Top of Material to process

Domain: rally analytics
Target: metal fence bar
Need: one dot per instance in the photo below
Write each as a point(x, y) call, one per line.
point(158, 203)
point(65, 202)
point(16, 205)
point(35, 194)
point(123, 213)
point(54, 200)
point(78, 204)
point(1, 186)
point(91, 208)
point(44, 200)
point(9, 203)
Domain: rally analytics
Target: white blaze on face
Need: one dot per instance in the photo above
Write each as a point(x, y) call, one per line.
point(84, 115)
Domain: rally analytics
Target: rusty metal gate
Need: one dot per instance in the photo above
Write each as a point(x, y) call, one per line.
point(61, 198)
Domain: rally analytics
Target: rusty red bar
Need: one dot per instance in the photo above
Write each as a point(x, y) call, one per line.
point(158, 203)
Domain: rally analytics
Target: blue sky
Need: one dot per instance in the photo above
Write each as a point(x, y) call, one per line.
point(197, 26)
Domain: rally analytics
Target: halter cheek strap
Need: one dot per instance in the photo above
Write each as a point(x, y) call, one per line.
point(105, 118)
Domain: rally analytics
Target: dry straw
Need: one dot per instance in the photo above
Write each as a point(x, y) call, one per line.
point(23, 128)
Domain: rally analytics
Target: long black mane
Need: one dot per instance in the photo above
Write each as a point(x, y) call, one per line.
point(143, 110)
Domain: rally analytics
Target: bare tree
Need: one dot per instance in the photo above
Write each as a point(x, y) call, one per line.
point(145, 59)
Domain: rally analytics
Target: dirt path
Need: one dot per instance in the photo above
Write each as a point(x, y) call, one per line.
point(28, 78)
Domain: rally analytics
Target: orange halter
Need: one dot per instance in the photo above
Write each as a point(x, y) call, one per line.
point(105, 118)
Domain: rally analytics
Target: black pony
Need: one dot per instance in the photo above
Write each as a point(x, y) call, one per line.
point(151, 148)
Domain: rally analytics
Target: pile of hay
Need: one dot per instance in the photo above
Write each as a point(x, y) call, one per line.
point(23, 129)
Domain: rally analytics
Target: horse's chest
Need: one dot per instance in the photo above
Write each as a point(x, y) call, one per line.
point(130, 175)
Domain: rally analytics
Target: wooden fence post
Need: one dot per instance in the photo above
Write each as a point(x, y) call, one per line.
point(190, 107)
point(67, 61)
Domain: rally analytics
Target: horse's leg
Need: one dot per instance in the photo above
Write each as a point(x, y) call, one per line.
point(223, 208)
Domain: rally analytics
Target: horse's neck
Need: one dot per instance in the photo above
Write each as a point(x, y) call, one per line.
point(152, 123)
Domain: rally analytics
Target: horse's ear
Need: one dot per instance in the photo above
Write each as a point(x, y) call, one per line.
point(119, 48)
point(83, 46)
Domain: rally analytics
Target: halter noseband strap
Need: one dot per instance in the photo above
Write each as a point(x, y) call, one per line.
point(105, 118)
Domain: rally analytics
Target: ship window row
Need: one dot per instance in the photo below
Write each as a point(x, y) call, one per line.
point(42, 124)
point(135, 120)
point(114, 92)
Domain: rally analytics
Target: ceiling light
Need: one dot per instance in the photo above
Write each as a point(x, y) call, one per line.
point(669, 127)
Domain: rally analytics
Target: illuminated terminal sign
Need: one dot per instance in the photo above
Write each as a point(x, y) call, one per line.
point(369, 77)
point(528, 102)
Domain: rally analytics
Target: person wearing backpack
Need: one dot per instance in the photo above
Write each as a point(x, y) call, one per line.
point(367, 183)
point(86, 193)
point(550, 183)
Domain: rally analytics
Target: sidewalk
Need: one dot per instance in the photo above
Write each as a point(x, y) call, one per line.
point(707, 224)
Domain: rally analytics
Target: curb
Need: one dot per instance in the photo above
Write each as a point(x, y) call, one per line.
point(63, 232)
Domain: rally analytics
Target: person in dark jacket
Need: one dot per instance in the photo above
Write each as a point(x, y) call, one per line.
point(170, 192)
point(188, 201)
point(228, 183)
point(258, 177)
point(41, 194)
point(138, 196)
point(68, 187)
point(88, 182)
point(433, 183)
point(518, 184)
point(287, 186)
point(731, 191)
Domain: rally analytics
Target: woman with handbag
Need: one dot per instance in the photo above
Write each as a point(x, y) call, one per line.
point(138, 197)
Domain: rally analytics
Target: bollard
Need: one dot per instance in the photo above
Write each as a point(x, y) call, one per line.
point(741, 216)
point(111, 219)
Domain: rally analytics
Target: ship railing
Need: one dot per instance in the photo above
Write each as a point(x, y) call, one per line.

Bottom of Material to process

_Requirement:_ Each entry above should be restated exactly as supplied.

_Your response:_
Domain: rally analytics
Target: metal fence bar
Need: one dot per instance in the photo below
Write each as a point(x, y) call, one per line.
point(158, 203)
point(65, 202)
point(16, 205)
point(35, 194)
point(123, 213)
point(54, 200)
point(78, 204)
point(1, 186)
point(91, 208)
point(44, 200)
point(9, 203)
Domain: rally analytics
Target: white blaze on face
Need: one dot per instance in the photo above
Write each as a point(x, y) call, one per line.
point(84, 115)
Domain: rally analytics
Target: rusty metal gate
Need: one dot per instance in the photo above
Write each as a point(x, y) call, one per line.
point(61, 198)
Domain: rally analytics
Target: rusty red bar
Need: one dot per instance in the photo above
Write each as a point(x, y) call, one per line.
point(158, 203)
Domain: rally analytics
Target: blue sky
Need: one dot per instance in the photo above
Write each as a point(x, y) call, one per line.
point(197, 26)
Domain: rally analytics
Target: halter cheek strap
Need: one dot per instance in the photo above
Write each as a point(x, y) call, one per line.
point(105, 118)
Domain: rally analytics
Target: dry straw
Need: one dot per instance in the photo above
Write each as a point(x, y) call, one per line.
point(23, 128)
Domain: rally analytics
Target: long black mane
Need: one dot per instance in the photo above
Write each as a point(x, y) call, one per line.
point(143, 110)
Domain: rally analytics
Target: bare tree
Need: one dot per instance in the photo above
Write each as a point(x, y) call, one per line.
point(145, 59)
Domain: rally analytics
Target: dirt path
Need: one dot per instance in the photo above
Write each as a point(x, y) call, one per line.
point(28, 78)
Domain: rally analytics
Target: orange halter
Need: one dot per instance in the photo above
Write each as a point(x, y) call, one per line.
point(105, 118)
Domain: rally analytics
Target: black pony
Need: one dot per instance in the photo above
Write each as a point(x, y) call, one per line.
point(151, 148)
Domain: rally analytics
Target: pile of hay
Need: one dot per instance in the photo above
Write each as a point(x, y) call, one per line.
point(23, 129)
Domain: rally analytics
Target: horse's chest
Need: one dot per instance in the photo above
Write each as a point(x, y) call, one per line.
point(130, 175)
Domain: rally analytics
Target: wooden fence post
Need: one dot per instance in the photo above
Write each as a point(x, y) call, one per line.
point(190, 107)
point(67, 61)
Domain: rally analytics
Target: horse's leg
Need: one dot per instance in the photo above
Write each as a point(x, y) call, one per line.
point(223, 208)
Domain: rally analytics
Target: horse's neck
Need: one dot per instance in the photo above
Write each as a point(x, y) call, one per line.
point(152, 123)
Domain: rally analytics
Target: horse's ear
Need: one dot per instance in the photo above
Write each as a point(x, y) call, one per line.
point(119, 48)
point(83, 46)
Domain: rally analytics
Target: halter noseband strap
Need: one dot per instance in the photo above
Write each as a point(x, y) call, one per line.
point(105, 118)
Domain: rally analytics
Target: ship window row
Need: one dot per instance in the photo below
Write each as a point(x, y) call, one per line.
point(42, 124)
point(135, 120)
point(114, 92)
Domain: rally analytics
Target: ceiling light
Need: one dot per instance in the photo above
Write each as a point(x, y) call, one per line.
point(669, 127)
Domain: rally analytics
Target: illuminated terminal sign
Need: one dot per instance in the photo above
Write each as a point(x, y) call, one per line.
point(369, 77)
point(528, 102)
Domain: rally analytics
Target: person wearing backpack
Need: one dot per instance in the photo above
Write each as a point(x, y) call, one per line.
point(367, 183)
point(86, 193)
point(550, 183)
Domain: rally analytics
Target: sidewalk
Need: one dot per instance in the photo above
Write each as a point(x, y) call, one per line.
point(707, 224)
Domain: rally analytics
Target: curb
Need: one dot per instance in the photo above
Write each as a point(x, y) call, one per line.
point(63, 232)
Domain: rally analytics
Target: person in dark jacket
Need: one dot per instance in the photo above
Write each as a point(x, y) call, one per line.
point(170, 192)
point(188, 201)
point(228, 183)
point(258, 177)
point(41, 194)
point(138, 196)
point(68, 187)
point(88, 182)
point(433, 183)
point(518, 184)
point(287, 186)
point(731, 191)
Domain: rally analytics
Target: woman with handbag
Need: one dot per instance in the photo above
Write each as a point(x, y) call, one per line.
point(138, 197)
Domain: rally analytics
Target: bollard
Need: one dot per instance in the photo above
Write each as a point(x, y) call, one per line.
point(741, 216)
point(111, 219)
Domain: rally analytics
Target: ship railing
Need: one dot per instance in the photo above
Write each as a point(x, y) call, one per line.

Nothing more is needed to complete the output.